CONSIGNES DE L'EXERCICE:
Répondez aux questions suivantes à partir de l'extrait sur la croissance africaine.
(a) Sur quelle période l'Afrique a-t-elle connu une croissance économique soutenue ?
(b) Quel taux la croissance annuelle de certains pays dépasse-t-elle parfois ?
(c) En quoi l'extraction des ressources pose-t-elle de réels problèmes ?

Ces exportations ont des conséquences positives sur la croissance. Au cours des deux dernières décennies, l’Afrique a connu une croissance économique soutenue, dont le taux de croissance annuelle de certains pays dépasse parfois les 5%.
Mais ces progrès sur le plan économique ont-ils permis des avancées sur le plan social et environnemental ? Pas si sûr à en observer la conjoncture actuelle… Le chômage de masse côtoie toujours la pauvreté et le sous-développement, et l’extraction des ressources pose de réels problèmes en matière de préservation de la biodiversité.

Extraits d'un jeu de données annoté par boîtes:
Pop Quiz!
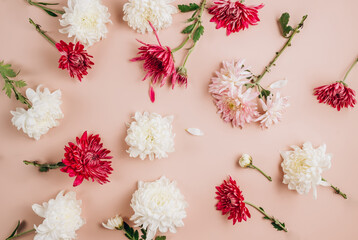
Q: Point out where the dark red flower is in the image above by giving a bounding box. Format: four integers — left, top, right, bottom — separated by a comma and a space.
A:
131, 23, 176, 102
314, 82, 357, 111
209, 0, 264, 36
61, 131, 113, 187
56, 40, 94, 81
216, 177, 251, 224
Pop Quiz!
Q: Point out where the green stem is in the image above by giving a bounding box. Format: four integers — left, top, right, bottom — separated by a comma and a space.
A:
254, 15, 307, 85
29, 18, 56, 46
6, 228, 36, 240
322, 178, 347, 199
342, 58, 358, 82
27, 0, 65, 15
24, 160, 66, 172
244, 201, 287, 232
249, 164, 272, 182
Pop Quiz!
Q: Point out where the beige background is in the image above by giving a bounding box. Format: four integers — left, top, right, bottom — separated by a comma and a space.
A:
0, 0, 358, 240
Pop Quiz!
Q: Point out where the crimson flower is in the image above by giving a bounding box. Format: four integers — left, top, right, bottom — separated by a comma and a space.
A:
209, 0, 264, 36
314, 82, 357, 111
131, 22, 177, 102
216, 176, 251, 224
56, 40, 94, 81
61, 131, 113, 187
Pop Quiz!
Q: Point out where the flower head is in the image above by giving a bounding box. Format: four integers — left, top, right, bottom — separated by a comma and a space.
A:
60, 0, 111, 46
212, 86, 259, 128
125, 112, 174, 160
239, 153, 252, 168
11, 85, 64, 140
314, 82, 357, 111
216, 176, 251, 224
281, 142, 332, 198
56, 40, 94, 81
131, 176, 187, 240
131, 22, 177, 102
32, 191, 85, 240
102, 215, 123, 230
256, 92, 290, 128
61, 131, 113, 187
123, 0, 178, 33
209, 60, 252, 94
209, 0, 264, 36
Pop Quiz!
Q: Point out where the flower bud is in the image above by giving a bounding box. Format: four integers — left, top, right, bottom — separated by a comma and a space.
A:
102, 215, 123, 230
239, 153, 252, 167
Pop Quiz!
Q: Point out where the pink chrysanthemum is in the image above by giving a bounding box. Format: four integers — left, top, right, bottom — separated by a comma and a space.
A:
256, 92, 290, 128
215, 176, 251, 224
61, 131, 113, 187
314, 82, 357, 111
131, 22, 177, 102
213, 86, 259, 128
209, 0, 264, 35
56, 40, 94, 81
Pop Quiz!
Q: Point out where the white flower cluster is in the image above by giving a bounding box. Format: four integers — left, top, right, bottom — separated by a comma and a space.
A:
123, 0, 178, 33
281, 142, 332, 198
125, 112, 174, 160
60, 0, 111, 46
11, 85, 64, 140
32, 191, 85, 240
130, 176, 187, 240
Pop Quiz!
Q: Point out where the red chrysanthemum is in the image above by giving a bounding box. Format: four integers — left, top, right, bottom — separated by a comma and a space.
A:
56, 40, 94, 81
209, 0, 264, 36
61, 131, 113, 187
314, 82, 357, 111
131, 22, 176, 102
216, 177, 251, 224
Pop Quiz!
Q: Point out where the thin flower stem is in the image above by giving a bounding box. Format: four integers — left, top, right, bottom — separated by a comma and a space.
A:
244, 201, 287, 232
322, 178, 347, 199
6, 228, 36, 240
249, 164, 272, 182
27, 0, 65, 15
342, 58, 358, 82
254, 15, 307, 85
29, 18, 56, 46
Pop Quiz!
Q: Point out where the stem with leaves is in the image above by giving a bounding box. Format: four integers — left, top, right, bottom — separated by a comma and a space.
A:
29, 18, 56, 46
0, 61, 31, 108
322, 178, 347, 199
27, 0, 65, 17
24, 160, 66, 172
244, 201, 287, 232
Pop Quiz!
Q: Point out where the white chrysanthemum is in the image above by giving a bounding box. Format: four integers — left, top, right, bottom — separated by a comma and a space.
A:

RÉSULTAT DE L'EXERCICE:
(a) Au cours des deux dernières décennies.
(b) 5 %.
(c) En matière de préservation de la biodiversité.